ATTIVITÀ RICHIESTA 1 | Trascriva dal brano sulla polemica Zanicchi-Lucarelli il passo compreso tra "La violenza verbale" e "sale della vita.", includendo quest'ultimo.
ATTIVITÀ RICHIESTA 2 | Elenchi tutte le caratteristiche che, secondo il brano sulla polemica Zanicchi-Lucarelli, avrebbe il mondo che si otterrebbe semplicemente non dicendo parolacce.
ATTIVITÀ RICHIESTA 3 | Secondo il brano sulla polemica Zanicchi-Lucarelli, a che cosa appartiene in sé tale polemica?

BRANO DA LEGGERE |
━━━
Non è, anche nel caso di Zanicchi, un insulto mirato a sottolineare il significato primario del termine e se volete vivere in un mondo in cui la massima colorazione per una reazione (divertita) sia "Guarda che birba", forse dovreste davvero tornare all'asilo. O su Instagram, nella vostra bolla protetta dalle brutture del reale. Che non sono brutture perché ci offendono direttamente a livello personale ma perché "non sta bene" usare un determinato linguaggio, come direbbero mamma e papà davanti al loro bimbo che ha imparato una parola inadatta alla sua età: "E allora gelato per una settimana".
La violenza verbale esiste ed è di certo un'orrenda piaga dei nostri tempi. Ma scandalizzarsi davanti a una singola parola, pronunciata in un contesto del tutto privo di rabbia o aggressività, è atteggiamento da madre superiora di una scuola elementare privata. E, tra l'altro, non coglie nemmeno una sillaba del vero problema. Questa polemica Zanicchi vs Lucarelli e ritorno, in sé, appartiene al retaggio più orrendamente cattolico che ci portiamo dietro da secoli, lo stesso che genera stupidaggini tipo propinare la castità fino al matrimonio come unica via per evitare gravidanze indesiderate o malattie veneree. Quindi, è sufficiente non dire parolacce, per ottenere un mondo più pulito, rispettoso, senza odio e intriso di pace e amore. Per cortesia. Le brutte intenzioni e soprattutto la maleducazione, alle volte, sono il sale della vita.
━━━
DATI REGISTRATI |

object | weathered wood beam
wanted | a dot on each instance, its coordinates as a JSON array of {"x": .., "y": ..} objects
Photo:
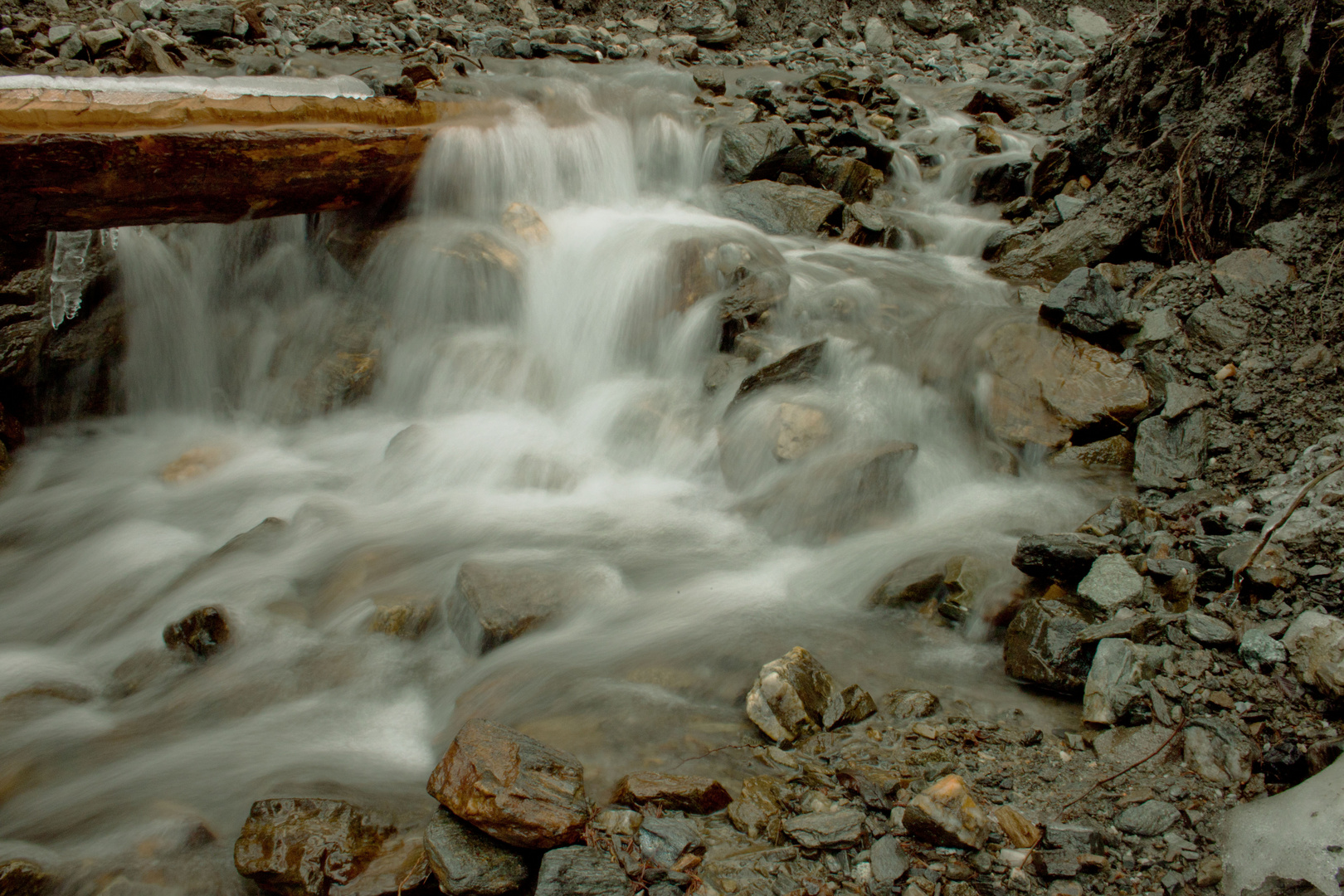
━━━
RISULTATO ESERCIZIO 1 |
La violenza verbale esiste ed è di certo un'orrenda piaga dei nostri tempi. Ma scandalizzarsi davanti a una singola parola, pronunciata in un contesto del tutto privo di rabbia o aggressività, è atteggiamento da madre superiora di una scuola elementare privata. E, tra l'altro, non coglie nemmeno una sillaba del vero problema. Questa polemica Zanicchi vs Lucarelli e ritorno, in sé, appartiene al retaggio più orrendamente cattolico che ci portiamo dietro da secoli, lo stesso che genera stupidaggini tipo propinare la castità fino al matrimonio come unica via per evitare gravidanze indesiderate o malattie veneree. Quindi, è sufficiente non dire parolacce, per ottenere un mondo più pulito, rispettoso, senza odio e intriso di pace e amore. Per cortesia. Le brutte intenzioni e soprattutto la maleducazione, alle volte, sono il sale della vita.

RISULTATO ESERCIZIO 2 | più pulito; rispettoso; senza odio; intriso di pace e amore

RISULTATO ESERCIZIO 3 | Al retaggio più orrendamente cattolico che ci portiamo dietro da secoli.